LISTING:
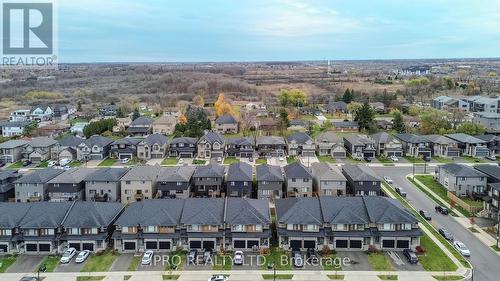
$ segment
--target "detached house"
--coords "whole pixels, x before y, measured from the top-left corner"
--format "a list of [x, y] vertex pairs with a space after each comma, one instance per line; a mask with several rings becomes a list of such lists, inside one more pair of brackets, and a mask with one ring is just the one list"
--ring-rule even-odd
[[238, 121], [226, 113], [215, 120], [215, 131], [220, 134], [237, 134]]
[[297, 132], [287, 137], [288, 155], [316, 156], [316, 145], [309, 135]]
[[206, 132], [198, 140], [198, 158], [210, 159], [224, 157], [224, 137], [215, 132]]
[[283, 197], [285, 179], [279, 166], [259, 165], [257, 173], [257, 198], [274, 200]]
[[295, 162], [284, 167], [287, 197], [311, 197], [312, 174], [306, 166]]
[[269, 202], [249, 198], [227, 198], [225, 208], [225, 249], [269, 248], [271, 213]]

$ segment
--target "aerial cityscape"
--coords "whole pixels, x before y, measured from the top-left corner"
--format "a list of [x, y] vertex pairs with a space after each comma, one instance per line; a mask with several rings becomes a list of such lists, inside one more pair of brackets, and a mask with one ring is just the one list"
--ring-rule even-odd
[[0, 281], [498, 280], [498, 1], [188, 2], [0, 3]]

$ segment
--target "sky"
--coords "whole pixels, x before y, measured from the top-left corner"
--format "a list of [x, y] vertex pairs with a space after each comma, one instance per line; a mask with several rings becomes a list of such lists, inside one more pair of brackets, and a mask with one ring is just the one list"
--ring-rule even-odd
[[60, 62], [500, 56], [500, 0], [57, 0]]

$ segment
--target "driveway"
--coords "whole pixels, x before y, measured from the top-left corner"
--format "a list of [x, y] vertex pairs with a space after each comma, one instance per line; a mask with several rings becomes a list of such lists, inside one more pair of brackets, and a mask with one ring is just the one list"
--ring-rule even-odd
[[14, 264], [7, 268], [8, 273], [35, 272], [45, 256], [19, 255]]

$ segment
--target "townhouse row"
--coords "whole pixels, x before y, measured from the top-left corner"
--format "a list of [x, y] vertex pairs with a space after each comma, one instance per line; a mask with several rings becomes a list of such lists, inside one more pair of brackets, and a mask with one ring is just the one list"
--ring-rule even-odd
[[[113, 202], [0, 203], [0, 249], [61, 253], [67, 247], [119, 252], [213, 249], [257, 251], [277, 239], [284, 249], [414, 249], [417, 219], [379, 196], [286, 198], [275, 206], [248, 198]], [[273, 237], [273, 232], [277, 233]]]

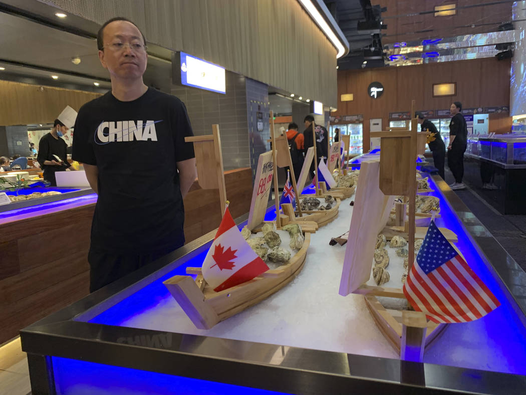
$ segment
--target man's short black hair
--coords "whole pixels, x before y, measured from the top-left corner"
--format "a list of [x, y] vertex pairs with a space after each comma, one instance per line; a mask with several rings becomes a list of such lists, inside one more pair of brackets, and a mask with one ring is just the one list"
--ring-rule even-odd
[[124, 21], [127, 22], [129, 22], [134, 26], [137, 27], [137, 30], [140, 32], [141, 35], [143, 36], [143, 41], [144, 42], [144, 45], [146, 45], [146, 37], [144, 36], [144, 34], [140, 31], [140, 29], [139, 28], [139, 26], [136, 25], [133, 21], [130, 21], [127, 18], [125, 18], [123, 16], [116, 16], [115, 18], [112, 18], [112, 19], [108, 19], [104, 22], [104, 24], [102, 25], [100, 29], [99, 29], [98, 33], [97, 33], [97, 47], [99, 50], [103, 51], [104, 49], [104, 28], [112, 22], [114, 22], [116, 21]]
[[56, 126], [57, 125], [60, 125], [61, 126], [66, 126], [65, 125], [64, 125], [63, 123], [62, 123], [62, 122], [61, 122], [58, 119], [55, 120], [55, 122], [53, 122], [53, 127], [55, 127], [55, 126]]

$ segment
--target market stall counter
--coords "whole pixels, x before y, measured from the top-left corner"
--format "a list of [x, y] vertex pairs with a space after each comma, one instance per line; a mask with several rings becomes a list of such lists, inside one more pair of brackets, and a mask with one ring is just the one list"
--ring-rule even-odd
[[[225, 172], [233, 215], [248, 212], [252, 172]], [[8, 191], [0, 205], [0, 343], [32, 322], [89, 292], [89, 234], [97, 195], [89, 188], [47, 187]], [[25, 197], [34, 194], [34, 199]], [[194, 182], [184, 200], [185, 234], [193, 240], [221, 220], [217, 190]]]
[[[457, 234], [457, 248], [501, 305], [449, 325], [423, 362], [399, 360], [362, 295], [338, 295], [345, 249], [329, 242], [348, 230], [353, 207], [346, 203], [312, 235], [293, 281], [211, 329], [196, 328], [163, 282], [200, 266], [214, 231], [23, 330], [33, 393], [523, 391], [526, 306], [517, 284], [526, 273], [441, 179], [430, 184], [440, 200], [437, 225]], [[240, 229], [246, 219], [236, 221]]]

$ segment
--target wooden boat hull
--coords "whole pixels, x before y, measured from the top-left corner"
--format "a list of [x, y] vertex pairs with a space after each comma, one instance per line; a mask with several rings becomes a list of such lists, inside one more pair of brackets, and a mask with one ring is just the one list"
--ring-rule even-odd
[[[349, 187], [335, 187], [333, 188], [331, 188], [329, 191], [331, 193], [337, 193], [341, 194], [342, 197], [341, 200], [348, 199], [350, 197], [354, 194], [356, 190], [356, 185], [352, 186], [350, 186]], [[333, 191], [334, 191], [333, 192]]]
[[330, 210], [323, 211], [306, 211], [303, 216], [297, 216], [295, 220], [300, 223], [304, 221], [313, 221], [318, 224], [318, 228], [321, 228], [336, 219], [341, 203], [341, 201], [339, 199], [337, 199], [336, 204]]
[[310, 233], [306, 233], [303, 246], [287, 263], [219, 292], [206, 284], [201, 274], [195, 281], [190, 276], [176, 275], [163, 283], [197, 328], [209, 329], [268, 298], [291, 281], [303, 268], [310, 243]]

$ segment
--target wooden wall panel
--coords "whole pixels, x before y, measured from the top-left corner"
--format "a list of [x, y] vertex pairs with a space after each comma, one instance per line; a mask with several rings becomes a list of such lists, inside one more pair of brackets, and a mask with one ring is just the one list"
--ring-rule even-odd
[[[0, 125], [51, 123], [67, 105], [78, 111], [83, 104], [101, 96], [83, 91], [0, 80]], [[29, 111], [30, 110], [30, 111]]]
[[49, 2], [100, 24], [127, 17], [150, 42], [336, 106], [336, 48], [295, 0]]
[[[389, 113], [409, 111], [412, 99], [417, 101], [417, 110], [447, 109], [457, 101], [467, 108], [509, 105], [510, 67], [510, 60], [491, 57], [340, 71], [338, 73], [338, 111], [331, 115], [363, 114], [363, 140], [368, 142], [370, 119], [381, 118], [385, 129]], [[376, 100], [367, 94], [367, 87], [373, 81], [381, 83], [385, 89], [383, 94]], [[457, 95], [433, 97], [433, 84], [443, 82], [456, 82]], [[341, 101], [341, 95], [345, 93], [353, 93], [354, 100]], [[511, 125], [508, 113], [490, 117], [490, 132], [509, 132]]]
[[[225, 172], [234, 218], [250, 210], [252, 171]], [[217, 190], [197, 181], [184, 200], [185, 235], [191, 241], [221, 222]], [[0, 224], [0, 343], [24, 327], [86, 296], [95, 204]]]

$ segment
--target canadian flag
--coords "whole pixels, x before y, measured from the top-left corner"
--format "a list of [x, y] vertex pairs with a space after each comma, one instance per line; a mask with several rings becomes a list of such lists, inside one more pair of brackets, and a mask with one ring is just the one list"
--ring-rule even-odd
[[267, 264], [241, 235], [227, 207], [203, 264], [205, 280], [219, 292], [252, 280], [267, 270]]

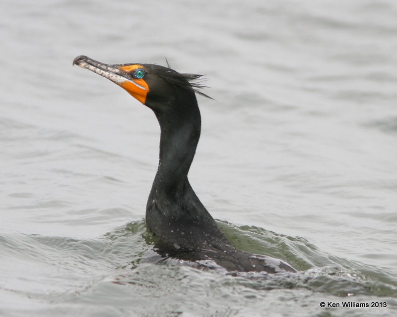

INSTRUCTION: List each line of the data above that contains the string "wooden". Case matters.

RIGHT ANSWER:
--target wooden boat hull
--target wooden wall panel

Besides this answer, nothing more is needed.